- **Dataset**:

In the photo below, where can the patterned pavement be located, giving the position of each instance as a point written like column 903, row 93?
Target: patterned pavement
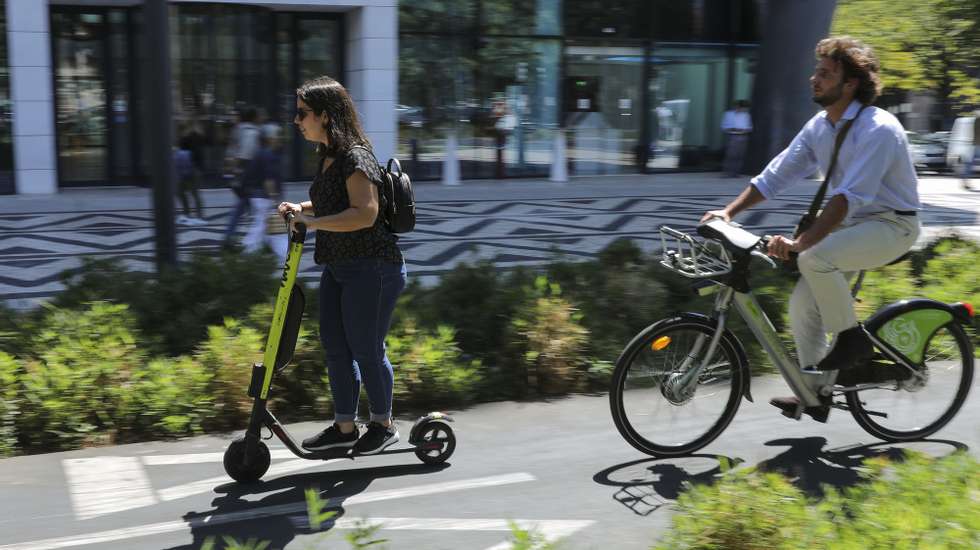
column 510, row 223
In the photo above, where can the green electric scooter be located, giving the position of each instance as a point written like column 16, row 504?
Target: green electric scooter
column 247, row 458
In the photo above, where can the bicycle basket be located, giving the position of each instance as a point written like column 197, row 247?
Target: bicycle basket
column 690, row 257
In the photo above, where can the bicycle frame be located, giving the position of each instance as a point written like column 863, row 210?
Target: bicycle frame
column 805, row 386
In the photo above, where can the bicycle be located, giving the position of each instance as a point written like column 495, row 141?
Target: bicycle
column 678, row 384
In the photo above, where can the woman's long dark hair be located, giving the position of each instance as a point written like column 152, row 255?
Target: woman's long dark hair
column 325, row 95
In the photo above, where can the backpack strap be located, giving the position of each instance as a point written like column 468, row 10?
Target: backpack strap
column 818, row 198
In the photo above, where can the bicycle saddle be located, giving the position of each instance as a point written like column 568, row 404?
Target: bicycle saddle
column 734, row 238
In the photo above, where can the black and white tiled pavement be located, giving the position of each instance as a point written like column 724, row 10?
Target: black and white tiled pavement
column 508, row 224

- **Problem description**: Beginning at the line that contains "In the photo above, where can the black", retype each line of the listing up to and including the last one, exactly as it stands, and nothing else.

- **Task response**:
In the photo above, where can the black and white tiled pavement be located, giving the position of each instance as a point written like column 724, row 10?
Target: black and white tiled pavement
column 508, row 224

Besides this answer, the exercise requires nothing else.